Selected text:
Education & schools work update
Headlines from the world of education and schools work:
- Lenny Henry trades red nose for mortarboard: One of the country’s most popular comedians, Lenny Henry, is starting a PhD having left school aged 16 with barely a qualification more than 30 years ago. Henry, a stand-up comedian and actor – and longstanding presenter on the annual TV charity fundraiser Comic Relief – has enrolled on a four-year doctorate in screenwriting at the University of London’s Royal Holloway.
- Boys ‘less likely to be told off’ by mothers: Mothers are much more likely to give daughters a hard time for misbehaving than their sons, according to research.
- Head teacher shocks pupils by eating spider: He has been recognised as one of the country’s leading head teachers whose methods have helped achieve enviable results at his schools.
- One in six primary school pupils not fulfilling potential in maths and English: One in six pupils are failing to make the expected progress in English or maths by the time they leave primary school, the government revealed.
- Students ‘drink less than workers’: A survey suggests that students are more responsible drinkers than young adult workers. A poll of around 1,700 young people reveals that students are more likely to drink less, and less likely to find it acceptable to end up in hospital due to alcohol.
- Are parents to blame for bad behaviour in schools?: Education experts have told MPs that many parents set a bad example to their children, for example, by encouraging them to ‘hit back’. Parents are undermining teachers’ efforts to improve children’s behaviour by setting a bad example, MPs heard.
- Child poverty: study shows fifth of UK youngsters severely affected: Project charting health and education prospects for 14,000 UK children finds child poverty on the rise. A fifth of seven-year-olds in the UK live in “severe poverty” with both parents together earning less than half the average national income, a major report reveals.

Dataset entries:
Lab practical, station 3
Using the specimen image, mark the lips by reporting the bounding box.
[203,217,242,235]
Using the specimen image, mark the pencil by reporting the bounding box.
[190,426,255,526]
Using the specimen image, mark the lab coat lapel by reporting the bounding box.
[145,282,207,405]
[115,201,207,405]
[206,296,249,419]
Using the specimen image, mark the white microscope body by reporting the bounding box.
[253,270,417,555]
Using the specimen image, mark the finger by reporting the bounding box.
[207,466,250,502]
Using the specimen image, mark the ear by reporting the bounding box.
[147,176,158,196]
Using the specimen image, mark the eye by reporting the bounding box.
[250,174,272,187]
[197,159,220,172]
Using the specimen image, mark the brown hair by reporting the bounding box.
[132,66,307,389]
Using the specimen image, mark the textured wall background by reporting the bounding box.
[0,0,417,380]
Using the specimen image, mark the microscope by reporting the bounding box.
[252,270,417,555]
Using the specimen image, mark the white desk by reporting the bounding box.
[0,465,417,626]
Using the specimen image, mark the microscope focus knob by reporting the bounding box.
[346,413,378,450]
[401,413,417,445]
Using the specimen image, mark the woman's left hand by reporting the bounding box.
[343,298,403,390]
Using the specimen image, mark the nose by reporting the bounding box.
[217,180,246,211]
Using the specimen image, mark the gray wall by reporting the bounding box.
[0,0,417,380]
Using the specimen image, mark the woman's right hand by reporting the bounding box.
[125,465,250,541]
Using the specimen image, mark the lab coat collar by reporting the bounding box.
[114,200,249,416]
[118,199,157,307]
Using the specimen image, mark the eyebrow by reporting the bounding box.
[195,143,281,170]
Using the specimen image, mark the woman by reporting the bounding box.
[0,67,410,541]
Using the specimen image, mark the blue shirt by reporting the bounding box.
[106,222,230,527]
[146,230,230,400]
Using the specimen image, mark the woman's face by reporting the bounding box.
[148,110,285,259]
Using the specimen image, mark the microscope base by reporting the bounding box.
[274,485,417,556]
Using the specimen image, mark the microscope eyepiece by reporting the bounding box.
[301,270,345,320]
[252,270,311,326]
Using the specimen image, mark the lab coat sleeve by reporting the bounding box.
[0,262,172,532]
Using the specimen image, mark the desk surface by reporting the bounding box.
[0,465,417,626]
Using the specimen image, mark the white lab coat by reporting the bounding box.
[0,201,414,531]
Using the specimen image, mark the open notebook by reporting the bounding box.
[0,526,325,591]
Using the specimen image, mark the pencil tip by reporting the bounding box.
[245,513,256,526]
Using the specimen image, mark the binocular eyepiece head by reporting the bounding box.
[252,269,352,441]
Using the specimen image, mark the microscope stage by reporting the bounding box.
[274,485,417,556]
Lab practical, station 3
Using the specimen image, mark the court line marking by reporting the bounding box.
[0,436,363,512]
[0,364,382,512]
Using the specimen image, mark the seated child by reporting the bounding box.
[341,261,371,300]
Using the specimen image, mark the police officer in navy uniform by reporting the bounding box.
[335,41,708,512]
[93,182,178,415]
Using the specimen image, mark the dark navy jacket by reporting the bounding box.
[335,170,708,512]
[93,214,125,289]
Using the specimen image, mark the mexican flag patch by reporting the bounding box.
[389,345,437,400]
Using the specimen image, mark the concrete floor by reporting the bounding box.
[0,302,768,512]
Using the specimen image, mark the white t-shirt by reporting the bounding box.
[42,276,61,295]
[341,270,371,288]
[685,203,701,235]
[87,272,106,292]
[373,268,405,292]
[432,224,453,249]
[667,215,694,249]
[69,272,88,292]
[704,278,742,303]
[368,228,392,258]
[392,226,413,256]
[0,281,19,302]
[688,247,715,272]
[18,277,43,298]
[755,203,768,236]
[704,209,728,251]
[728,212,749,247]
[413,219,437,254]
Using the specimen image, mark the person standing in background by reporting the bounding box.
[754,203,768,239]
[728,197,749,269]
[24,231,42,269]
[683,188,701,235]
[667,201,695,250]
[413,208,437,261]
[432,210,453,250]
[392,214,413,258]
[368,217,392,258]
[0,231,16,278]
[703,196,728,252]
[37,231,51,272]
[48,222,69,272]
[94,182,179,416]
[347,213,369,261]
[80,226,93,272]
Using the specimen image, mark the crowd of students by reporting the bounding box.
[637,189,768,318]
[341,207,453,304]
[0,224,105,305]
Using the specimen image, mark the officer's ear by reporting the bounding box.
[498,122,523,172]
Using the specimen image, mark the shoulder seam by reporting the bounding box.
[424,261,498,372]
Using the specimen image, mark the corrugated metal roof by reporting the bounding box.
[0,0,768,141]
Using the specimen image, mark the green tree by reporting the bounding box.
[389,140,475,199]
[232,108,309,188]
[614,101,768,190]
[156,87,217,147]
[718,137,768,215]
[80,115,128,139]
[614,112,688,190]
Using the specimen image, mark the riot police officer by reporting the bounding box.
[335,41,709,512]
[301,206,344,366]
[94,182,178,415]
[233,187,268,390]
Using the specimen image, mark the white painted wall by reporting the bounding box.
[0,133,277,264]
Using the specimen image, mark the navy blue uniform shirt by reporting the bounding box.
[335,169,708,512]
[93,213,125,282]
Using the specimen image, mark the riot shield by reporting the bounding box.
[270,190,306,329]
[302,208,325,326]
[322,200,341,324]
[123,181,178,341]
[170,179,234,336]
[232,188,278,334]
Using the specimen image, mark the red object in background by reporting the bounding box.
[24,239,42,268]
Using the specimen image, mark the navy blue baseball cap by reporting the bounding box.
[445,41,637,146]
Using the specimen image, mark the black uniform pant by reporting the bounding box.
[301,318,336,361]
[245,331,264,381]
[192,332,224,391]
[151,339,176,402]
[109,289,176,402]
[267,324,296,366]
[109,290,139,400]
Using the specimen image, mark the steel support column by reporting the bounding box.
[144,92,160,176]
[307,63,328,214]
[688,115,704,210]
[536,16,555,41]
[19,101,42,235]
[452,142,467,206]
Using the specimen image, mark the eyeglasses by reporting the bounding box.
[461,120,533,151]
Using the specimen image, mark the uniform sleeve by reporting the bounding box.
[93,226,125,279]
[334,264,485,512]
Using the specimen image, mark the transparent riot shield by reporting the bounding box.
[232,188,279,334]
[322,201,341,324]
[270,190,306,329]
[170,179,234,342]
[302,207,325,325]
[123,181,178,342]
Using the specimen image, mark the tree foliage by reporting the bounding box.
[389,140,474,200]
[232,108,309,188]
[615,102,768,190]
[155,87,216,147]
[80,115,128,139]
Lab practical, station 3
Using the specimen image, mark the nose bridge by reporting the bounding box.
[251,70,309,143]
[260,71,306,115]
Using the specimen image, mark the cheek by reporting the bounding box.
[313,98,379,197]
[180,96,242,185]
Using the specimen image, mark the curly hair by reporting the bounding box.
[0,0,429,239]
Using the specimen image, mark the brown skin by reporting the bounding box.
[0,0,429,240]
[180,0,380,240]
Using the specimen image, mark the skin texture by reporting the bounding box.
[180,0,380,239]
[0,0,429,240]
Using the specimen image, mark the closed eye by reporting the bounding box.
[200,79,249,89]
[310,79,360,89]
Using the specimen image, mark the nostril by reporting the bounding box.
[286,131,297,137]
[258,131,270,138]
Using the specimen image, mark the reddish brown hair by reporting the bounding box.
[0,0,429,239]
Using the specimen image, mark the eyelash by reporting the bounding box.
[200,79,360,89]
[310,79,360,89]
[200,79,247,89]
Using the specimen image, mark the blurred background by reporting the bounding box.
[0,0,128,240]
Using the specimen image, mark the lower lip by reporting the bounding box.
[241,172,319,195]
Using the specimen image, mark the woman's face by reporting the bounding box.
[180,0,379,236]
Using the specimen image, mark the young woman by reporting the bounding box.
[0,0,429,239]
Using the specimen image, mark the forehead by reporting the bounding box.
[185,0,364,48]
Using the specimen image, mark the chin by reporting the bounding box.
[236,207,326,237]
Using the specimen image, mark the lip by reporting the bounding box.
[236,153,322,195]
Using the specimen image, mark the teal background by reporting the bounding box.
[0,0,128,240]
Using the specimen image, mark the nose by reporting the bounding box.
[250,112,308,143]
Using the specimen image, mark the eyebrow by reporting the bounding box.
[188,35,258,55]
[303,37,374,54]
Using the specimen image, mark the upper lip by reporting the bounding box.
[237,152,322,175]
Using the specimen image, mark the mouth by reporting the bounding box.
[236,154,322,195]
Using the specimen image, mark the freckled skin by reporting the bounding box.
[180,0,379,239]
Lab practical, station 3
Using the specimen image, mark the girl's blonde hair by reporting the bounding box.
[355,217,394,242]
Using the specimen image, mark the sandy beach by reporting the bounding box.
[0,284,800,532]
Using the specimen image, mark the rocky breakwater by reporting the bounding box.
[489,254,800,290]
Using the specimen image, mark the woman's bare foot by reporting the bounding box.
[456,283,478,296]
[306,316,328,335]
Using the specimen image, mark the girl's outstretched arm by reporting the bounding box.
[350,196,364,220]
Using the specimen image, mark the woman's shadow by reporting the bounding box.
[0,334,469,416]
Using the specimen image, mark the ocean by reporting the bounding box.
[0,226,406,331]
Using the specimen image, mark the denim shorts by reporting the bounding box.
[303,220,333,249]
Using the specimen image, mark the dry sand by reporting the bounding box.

Required work:
1. Take the education news update starting at "- Boys ‘less" and ending at "according to research.", and write that part out again with "daughters" switched to "girls".
2. Resume the education news update after its last headline, adding more entries in the same style.

Task-by-task results:
1.
- Boys ‘less likely to be told off’ by mothers: Mothers are much more likely to give girls a hard time for misbehaving than their sons, according to research.

2.
- Government pulls plug on Teachers TV: Co-owners Ten Alps and ITN say they hope to keep online training site going despite loss of £10m contract. The Department for Education has pulled the plug on Teachers TV, the online training site for British schoolteachers.
- Compulsory citizenship lessons ‘may be axed’: Compulsory citizenship lessons in secondary schools could be scrapped under a review of the national curriculum.
- Thousands of five-year-olds ‘playing truant’: More than 4,000 five-year-olds are skipping school every day as truancy rates among young children soar to a record high.
- Quarter of boys ‘have special educational needs’: A quarter of boys are being diagnosed with special needs, figures show, despite fears the label is being used to disguise poor teaching.
- Record university applications see 200,000 miss out: Nearly three in 10 potential students were denied a place at university this year, Ucas statistics show.
- Class size ruling pleases Edinburgh education chiefs: Edinburgh’s education chiefs are celebrating after a legal limit of 25 pupils for primary one classes was approved by the Scottish Parliament.